══ Text section

YOU ARE NOT GOING OUT OF YOUR MIND.

This is just obsessiveness as you want the wedding and everything else to be perfect and you will sabotage any peace that you have now to make yourself unhappy and miserable. Why? Because everything else is so painful and can't be worked out, you want to at least look perfect. I understand this honey, but you are perfect.

YOU ARE PERFECT AS YOU ARE, JEWEL.

REPEAT TO YOURSELF HONEY, JEWEL, I AM PERFECT AS I AM. I AM ALREADY PERFECT AND I DON'T NEED IMPROVING ON.

Even, if you weren't hon, this is not a problem to worry about over now.

Please, get your fiance to take some photos of you. Smiling. Smiling like you do naturally. If you are having a wedding photographer, get him to take some "before" shots so you can see which are the best poses, angles, expressions. Makes it easier on the day too if the photographer knows how you like to be captured.

════
══ Source material

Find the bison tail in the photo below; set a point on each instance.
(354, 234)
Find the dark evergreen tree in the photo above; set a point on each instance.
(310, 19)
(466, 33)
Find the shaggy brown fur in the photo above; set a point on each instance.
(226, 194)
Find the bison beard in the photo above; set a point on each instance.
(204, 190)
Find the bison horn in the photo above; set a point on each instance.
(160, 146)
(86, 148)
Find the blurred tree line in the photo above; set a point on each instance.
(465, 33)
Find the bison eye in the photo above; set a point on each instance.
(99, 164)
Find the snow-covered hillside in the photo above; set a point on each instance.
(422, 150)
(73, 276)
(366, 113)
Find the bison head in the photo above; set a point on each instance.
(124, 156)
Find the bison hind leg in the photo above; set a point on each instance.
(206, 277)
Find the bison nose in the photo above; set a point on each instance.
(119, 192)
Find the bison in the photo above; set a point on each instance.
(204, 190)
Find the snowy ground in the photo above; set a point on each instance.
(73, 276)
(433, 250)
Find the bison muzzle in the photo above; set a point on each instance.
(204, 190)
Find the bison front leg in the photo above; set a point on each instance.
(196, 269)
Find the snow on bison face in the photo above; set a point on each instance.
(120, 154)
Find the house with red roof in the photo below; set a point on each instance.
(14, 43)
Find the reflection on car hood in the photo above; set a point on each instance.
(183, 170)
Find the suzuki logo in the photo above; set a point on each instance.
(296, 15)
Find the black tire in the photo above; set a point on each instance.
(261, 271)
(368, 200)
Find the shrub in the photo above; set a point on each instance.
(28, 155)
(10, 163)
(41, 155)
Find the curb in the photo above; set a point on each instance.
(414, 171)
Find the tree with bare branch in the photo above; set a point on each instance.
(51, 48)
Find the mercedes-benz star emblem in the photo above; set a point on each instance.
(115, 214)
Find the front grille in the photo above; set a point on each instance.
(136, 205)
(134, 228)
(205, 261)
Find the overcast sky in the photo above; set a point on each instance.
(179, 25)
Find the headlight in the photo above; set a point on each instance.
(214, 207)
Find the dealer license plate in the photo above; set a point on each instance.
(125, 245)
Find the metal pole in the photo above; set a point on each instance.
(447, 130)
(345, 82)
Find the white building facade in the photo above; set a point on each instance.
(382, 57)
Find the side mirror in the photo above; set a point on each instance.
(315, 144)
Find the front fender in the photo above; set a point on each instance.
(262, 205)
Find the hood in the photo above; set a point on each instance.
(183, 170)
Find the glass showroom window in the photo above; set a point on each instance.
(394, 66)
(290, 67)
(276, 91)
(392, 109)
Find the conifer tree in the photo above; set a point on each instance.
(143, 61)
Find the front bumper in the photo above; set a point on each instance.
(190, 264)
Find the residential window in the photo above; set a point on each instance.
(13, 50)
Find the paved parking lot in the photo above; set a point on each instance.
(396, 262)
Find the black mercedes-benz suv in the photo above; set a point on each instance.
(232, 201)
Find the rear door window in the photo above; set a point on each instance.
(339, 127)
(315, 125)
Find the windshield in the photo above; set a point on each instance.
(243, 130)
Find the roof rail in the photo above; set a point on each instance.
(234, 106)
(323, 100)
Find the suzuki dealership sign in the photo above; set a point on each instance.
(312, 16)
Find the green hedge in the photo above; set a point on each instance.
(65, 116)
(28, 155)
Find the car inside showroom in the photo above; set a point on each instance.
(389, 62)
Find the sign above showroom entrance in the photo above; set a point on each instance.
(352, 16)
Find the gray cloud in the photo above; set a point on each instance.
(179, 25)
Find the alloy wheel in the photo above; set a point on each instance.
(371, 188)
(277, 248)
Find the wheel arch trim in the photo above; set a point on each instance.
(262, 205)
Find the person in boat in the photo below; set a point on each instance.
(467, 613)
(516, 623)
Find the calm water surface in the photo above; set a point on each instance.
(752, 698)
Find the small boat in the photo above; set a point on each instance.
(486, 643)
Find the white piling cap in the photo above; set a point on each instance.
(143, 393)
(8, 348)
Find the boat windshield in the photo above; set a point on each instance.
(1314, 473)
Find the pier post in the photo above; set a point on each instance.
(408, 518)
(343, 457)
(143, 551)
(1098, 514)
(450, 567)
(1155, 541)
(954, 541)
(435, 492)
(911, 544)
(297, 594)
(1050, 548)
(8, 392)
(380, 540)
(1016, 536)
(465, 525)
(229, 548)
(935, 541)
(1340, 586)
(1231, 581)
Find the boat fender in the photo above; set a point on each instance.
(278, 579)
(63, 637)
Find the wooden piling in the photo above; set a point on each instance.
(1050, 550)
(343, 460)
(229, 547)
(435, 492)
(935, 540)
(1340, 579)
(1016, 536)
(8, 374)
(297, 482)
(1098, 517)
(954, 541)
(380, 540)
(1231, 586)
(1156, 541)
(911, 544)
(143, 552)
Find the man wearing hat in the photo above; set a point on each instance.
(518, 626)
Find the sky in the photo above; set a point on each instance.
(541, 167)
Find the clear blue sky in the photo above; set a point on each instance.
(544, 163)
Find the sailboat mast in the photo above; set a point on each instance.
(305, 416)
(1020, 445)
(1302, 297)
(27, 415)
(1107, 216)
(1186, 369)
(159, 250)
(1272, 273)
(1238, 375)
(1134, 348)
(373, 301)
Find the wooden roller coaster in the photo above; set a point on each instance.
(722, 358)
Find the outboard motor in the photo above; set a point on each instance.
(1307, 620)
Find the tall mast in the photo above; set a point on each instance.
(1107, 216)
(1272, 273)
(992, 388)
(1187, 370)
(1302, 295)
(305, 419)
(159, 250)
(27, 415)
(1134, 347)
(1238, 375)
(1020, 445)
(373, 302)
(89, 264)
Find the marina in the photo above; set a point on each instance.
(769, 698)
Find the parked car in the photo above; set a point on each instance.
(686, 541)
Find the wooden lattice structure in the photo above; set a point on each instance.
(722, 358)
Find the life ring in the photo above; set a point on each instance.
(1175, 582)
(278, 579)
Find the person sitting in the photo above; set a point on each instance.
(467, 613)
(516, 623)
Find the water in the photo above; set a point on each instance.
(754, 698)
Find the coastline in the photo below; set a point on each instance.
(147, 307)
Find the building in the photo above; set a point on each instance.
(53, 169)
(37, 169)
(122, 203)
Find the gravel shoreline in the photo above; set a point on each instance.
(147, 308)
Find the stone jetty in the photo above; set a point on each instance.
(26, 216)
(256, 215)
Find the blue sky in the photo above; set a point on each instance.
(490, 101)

════

## Task requirements
(A) What does the reply suggest a wedding photographer be asked to take?
(B) Write out a passage of the reply: begin at the words "Even, if you" and stop after "to be captured.".
(C) Translate this sentence from the reply into German: "I understand this honey, but you are perfect."
None of this work requires the stored data.

## Answers for each item
(A) Some "before" shots.

(B)
Even, if you weren't hon, this is not a problem to worry about over now.

Please, get your fiance to take some photos of you. Smiling. Smiling like you do naturally. If you are having a wedding photographer, get him to take some "before" shots so you can see which are the best poses, angles, expressions. Makes it easier on the day too if the photographer knows how you like to be captured.

(C) Ich verstehe das, Schatz, aber du bist perfekt.